▸ **Work to complete**
Please set down, unchanged, the line containing "Find green foliage." and all the lines that follow it until the data below ends.

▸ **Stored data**

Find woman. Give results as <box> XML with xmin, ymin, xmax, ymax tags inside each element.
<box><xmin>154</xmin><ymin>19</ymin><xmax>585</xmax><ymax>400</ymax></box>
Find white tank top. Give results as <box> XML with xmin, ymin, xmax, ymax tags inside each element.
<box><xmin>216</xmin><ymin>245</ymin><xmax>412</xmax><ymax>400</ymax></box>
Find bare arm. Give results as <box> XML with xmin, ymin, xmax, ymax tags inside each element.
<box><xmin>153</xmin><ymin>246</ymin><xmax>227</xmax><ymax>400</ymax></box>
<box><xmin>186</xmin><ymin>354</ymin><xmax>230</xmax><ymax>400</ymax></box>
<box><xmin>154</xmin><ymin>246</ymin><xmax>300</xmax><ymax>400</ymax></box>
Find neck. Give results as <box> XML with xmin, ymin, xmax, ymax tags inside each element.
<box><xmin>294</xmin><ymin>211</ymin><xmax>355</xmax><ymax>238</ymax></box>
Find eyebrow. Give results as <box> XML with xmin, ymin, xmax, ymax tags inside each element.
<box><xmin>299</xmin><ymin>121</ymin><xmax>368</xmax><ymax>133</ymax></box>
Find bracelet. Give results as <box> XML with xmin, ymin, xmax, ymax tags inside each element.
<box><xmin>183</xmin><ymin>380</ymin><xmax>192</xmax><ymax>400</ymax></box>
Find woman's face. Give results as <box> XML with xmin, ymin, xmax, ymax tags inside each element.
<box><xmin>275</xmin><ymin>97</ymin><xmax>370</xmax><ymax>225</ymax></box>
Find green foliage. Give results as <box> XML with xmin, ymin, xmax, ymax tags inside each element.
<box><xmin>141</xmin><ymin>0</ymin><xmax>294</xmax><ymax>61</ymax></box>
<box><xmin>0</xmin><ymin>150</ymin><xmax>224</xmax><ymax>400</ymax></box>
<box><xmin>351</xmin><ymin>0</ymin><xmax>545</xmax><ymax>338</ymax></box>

▸ **Exercise answer**
Find green foliage. Give results as <box> XML with xmin, ymin, xmax, ymax tags inside each element.
<box><xmin>141</xmin><ymin>0</ymin><xmax>294</xmax><ymax>61</ymax></box>
<box><xmin>0</xmin><ymin>150</ymin><xmax>224</xmax><ymax>400</ymax></box>
<box><xmin>351</xmin><ymin>0</ymin><xmax>545</xmax><ymax>338</ymax></box>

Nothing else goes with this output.